Point annotation data records
════════════════════

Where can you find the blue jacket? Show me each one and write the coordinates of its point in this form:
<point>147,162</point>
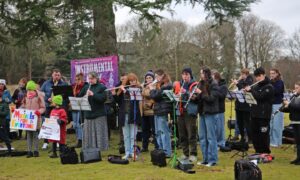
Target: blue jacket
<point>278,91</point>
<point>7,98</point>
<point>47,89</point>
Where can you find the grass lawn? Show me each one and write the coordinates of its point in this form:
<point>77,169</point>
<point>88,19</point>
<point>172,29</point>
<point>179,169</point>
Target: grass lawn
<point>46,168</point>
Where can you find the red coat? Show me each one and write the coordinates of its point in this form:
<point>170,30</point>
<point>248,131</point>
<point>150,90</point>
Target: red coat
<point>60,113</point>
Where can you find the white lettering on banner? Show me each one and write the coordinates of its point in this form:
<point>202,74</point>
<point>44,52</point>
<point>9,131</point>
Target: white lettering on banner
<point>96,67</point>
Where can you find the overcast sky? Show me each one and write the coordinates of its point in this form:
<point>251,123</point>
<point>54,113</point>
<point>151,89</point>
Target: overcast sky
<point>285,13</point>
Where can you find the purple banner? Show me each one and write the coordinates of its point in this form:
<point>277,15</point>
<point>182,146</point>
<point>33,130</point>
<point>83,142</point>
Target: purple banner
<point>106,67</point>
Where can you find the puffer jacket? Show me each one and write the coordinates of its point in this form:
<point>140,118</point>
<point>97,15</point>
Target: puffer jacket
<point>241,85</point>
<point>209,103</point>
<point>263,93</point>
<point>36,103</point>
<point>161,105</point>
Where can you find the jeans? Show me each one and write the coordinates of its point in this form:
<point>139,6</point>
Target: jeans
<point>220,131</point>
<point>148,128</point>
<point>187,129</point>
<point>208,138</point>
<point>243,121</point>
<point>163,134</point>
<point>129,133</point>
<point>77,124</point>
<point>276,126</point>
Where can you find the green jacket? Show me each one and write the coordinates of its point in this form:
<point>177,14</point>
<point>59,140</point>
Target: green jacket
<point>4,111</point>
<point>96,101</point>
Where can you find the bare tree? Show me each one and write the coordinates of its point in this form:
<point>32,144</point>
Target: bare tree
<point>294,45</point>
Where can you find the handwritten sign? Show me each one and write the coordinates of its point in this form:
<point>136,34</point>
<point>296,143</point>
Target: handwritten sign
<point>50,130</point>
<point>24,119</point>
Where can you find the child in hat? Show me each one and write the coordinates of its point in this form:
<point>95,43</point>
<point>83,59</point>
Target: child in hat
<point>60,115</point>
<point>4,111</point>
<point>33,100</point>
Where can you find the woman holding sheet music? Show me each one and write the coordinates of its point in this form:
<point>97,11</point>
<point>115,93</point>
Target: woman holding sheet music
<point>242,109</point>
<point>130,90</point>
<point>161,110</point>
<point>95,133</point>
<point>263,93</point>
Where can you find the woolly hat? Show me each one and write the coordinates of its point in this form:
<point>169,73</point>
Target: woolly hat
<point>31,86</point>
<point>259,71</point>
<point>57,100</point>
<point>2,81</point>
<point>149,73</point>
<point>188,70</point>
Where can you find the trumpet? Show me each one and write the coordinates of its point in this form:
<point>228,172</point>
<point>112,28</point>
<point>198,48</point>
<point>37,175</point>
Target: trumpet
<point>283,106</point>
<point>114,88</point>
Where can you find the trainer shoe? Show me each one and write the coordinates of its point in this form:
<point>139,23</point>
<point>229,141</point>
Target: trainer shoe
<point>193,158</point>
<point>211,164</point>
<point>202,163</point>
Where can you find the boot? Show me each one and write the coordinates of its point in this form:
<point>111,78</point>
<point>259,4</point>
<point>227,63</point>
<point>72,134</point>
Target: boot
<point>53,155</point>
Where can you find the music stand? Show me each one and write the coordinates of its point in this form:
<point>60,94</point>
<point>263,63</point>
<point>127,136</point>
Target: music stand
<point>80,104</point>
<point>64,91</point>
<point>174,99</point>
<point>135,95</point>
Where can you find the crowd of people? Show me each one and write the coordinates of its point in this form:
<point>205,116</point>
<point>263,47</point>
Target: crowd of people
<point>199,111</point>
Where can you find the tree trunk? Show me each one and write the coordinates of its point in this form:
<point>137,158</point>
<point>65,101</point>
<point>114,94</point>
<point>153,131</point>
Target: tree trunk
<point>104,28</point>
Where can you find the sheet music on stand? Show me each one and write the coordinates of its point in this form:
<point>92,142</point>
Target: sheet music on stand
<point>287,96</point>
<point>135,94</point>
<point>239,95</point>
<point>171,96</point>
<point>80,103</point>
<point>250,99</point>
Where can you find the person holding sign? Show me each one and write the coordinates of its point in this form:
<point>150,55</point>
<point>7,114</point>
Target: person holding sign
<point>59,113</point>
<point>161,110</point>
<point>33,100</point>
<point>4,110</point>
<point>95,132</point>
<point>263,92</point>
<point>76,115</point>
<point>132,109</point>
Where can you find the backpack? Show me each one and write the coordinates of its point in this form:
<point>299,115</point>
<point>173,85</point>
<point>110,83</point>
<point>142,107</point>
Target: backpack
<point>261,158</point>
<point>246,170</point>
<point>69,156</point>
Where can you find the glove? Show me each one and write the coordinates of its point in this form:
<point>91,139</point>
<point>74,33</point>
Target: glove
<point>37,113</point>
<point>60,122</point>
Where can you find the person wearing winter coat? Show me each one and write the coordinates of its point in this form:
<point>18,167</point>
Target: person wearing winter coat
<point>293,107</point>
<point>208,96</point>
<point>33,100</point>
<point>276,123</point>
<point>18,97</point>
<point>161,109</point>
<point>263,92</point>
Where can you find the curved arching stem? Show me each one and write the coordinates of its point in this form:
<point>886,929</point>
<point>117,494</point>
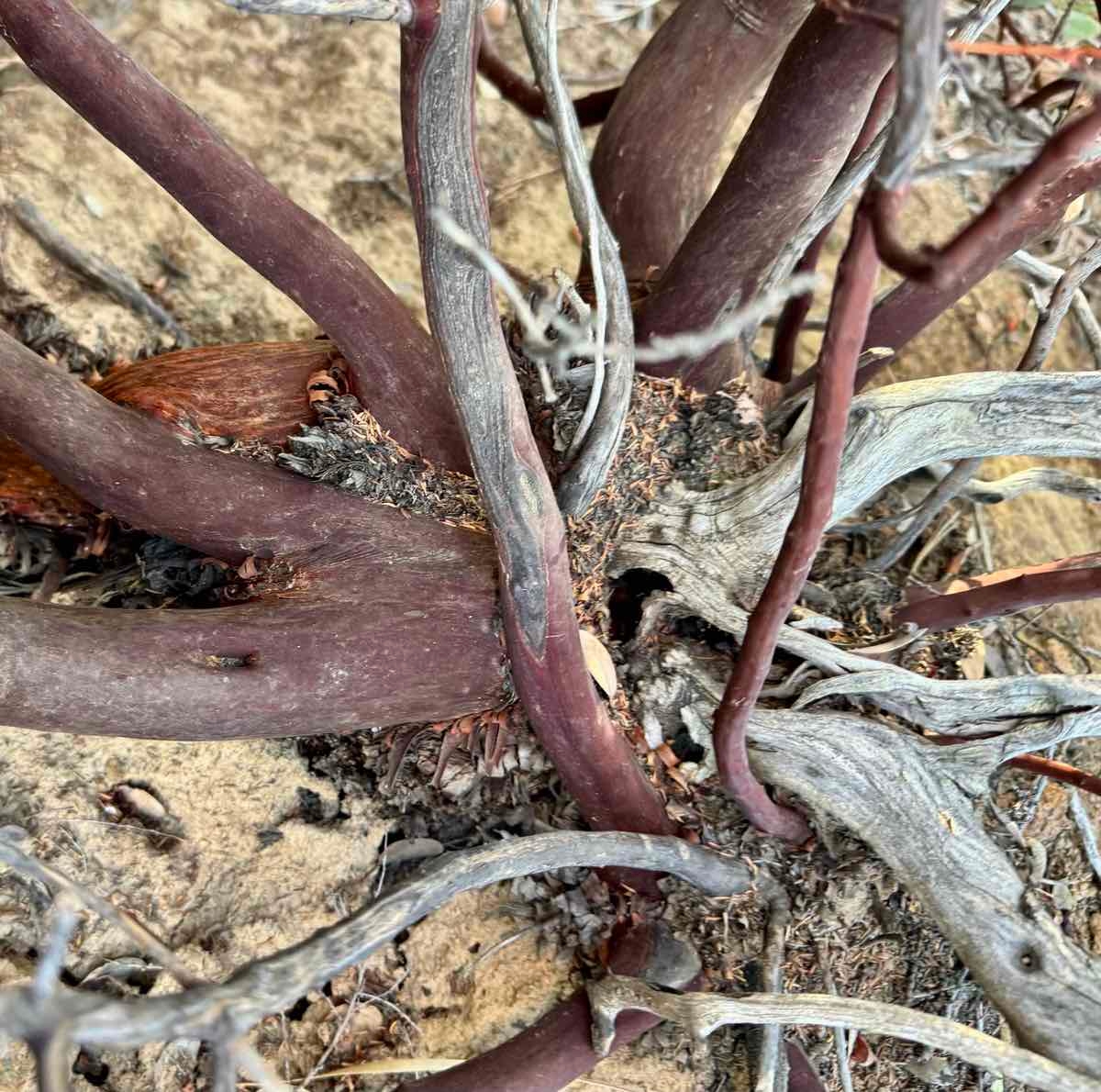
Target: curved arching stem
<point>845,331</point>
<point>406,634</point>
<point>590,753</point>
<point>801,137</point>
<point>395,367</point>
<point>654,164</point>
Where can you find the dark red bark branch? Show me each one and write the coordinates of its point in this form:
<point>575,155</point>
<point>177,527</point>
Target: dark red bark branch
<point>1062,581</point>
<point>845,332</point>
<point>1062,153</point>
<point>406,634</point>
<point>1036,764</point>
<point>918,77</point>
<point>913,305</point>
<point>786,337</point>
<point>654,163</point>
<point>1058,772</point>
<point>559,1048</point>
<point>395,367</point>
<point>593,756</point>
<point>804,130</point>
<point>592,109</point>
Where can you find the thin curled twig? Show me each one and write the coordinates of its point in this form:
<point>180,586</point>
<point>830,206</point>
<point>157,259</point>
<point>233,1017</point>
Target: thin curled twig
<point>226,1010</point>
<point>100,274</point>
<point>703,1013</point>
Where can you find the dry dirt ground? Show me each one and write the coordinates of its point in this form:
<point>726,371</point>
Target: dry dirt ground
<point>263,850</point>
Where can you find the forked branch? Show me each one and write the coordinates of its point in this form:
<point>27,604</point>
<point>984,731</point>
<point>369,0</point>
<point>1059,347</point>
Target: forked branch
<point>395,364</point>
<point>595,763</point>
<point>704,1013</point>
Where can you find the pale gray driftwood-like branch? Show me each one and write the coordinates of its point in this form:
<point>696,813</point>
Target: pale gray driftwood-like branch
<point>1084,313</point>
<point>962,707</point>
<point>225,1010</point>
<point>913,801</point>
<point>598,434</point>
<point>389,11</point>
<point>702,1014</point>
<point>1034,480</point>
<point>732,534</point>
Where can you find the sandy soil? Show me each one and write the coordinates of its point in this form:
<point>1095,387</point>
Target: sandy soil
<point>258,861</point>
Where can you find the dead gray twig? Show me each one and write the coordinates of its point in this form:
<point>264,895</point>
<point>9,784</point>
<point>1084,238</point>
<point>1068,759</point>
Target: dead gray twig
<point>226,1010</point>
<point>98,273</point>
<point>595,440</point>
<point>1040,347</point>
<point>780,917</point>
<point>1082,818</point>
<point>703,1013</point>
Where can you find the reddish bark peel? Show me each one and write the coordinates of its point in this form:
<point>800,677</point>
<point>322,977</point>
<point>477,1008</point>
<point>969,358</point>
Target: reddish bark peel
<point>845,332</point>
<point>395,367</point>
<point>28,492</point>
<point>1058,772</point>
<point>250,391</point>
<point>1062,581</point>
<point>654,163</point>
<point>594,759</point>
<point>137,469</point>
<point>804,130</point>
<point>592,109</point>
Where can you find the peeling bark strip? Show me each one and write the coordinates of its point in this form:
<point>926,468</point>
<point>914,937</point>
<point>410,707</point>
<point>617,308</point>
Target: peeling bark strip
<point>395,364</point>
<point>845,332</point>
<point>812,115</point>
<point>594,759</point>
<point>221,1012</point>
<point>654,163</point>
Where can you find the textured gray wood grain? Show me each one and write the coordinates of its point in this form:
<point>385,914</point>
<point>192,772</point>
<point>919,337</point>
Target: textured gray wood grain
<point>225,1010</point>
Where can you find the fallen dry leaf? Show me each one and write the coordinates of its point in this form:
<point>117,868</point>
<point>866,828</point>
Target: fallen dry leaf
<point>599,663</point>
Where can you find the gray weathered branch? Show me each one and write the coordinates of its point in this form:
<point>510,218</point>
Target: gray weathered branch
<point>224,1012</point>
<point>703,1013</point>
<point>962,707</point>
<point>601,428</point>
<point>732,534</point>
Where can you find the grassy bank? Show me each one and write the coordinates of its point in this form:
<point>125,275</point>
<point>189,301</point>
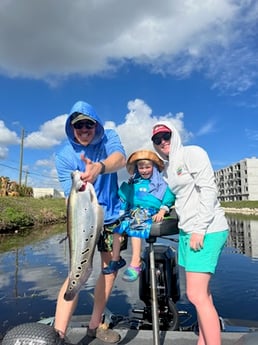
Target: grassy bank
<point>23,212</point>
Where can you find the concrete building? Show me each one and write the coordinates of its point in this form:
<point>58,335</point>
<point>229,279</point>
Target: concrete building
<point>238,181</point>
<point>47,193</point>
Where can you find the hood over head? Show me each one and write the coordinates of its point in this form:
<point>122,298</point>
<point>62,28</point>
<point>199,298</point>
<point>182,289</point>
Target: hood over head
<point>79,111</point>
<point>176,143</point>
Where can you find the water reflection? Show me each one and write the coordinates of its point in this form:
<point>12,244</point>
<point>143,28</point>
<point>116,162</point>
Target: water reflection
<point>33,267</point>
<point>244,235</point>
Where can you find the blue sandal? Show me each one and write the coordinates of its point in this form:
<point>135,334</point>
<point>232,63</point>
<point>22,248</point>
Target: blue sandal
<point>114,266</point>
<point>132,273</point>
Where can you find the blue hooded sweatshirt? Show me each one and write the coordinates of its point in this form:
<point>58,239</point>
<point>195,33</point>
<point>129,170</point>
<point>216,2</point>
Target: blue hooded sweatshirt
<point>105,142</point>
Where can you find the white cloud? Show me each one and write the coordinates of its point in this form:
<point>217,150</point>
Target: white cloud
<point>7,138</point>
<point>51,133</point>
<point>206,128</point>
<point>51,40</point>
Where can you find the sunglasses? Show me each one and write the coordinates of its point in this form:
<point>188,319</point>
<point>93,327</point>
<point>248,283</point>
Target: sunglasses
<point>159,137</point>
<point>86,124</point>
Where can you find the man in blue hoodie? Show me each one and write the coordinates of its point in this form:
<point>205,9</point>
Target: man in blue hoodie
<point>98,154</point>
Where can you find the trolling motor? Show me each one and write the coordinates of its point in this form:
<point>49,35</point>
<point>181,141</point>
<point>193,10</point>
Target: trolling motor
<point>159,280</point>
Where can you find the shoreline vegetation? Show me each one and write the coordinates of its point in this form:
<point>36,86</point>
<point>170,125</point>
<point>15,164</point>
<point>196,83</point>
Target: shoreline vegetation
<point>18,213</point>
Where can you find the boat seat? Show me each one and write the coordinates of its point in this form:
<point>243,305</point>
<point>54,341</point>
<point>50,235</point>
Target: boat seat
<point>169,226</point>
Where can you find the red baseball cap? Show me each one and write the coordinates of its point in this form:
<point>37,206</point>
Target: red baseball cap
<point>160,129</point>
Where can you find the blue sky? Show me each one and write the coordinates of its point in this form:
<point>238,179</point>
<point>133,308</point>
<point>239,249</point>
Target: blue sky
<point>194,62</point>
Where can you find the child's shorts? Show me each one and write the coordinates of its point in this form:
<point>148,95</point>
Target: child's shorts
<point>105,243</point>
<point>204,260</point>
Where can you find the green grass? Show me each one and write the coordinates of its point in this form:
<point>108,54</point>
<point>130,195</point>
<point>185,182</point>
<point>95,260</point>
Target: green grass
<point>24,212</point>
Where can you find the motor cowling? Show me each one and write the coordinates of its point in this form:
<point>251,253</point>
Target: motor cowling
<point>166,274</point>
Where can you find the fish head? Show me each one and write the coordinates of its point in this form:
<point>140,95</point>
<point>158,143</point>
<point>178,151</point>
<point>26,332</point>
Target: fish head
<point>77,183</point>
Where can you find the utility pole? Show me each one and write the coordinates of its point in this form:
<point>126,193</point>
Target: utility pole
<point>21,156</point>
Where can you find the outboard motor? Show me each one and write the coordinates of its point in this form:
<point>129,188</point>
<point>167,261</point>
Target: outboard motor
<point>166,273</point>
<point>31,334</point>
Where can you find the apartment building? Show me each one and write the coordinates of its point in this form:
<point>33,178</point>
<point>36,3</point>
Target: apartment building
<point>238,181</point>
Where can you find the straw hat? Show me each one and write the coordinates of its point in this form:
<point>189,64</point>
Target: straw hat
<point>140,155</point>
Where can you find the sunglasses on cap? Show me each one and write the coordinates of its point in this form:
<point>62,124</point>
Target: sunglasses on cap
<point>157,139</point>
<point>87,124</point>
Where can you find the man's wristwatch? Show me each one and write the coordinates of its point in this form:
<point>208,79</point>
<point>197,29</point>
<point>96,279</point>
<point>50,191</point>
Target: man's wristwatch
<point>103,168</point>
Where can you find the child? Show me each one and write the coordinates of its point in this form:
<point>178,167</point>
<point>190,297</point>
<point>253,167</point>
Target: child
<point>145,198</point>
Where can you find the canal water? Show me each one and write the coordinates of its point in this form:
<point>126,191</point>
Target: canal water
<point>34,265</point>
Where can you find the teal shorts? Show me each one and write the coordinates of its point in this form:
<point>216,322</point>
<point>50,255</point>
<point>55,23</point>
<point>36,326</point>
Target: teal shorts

════════════════════

• **The problem**
Rewrite the data, starting at the beginning and ending at the line that contains "<point>46,168</point>", with every "grass lawn" changed to "lawn area" and everything else left as it is. Leave the pictures out.

• **Task solution**
Where can you find the blue jacket? Show me each one and write the coordinates of its point in this form:
<point>147,162</point>
Target: blue jacket
<point>278,91</point>
<point>7,98</point>
<point>47,89</point>
Where can you find the lawn area? Show me each one and write the coordinates of its point in this form:
<point>77,169</point>
<point>88,19</point>
<point>172,29</point>
<point>179,169</point>
Target: lawn area
<point>46,168</point>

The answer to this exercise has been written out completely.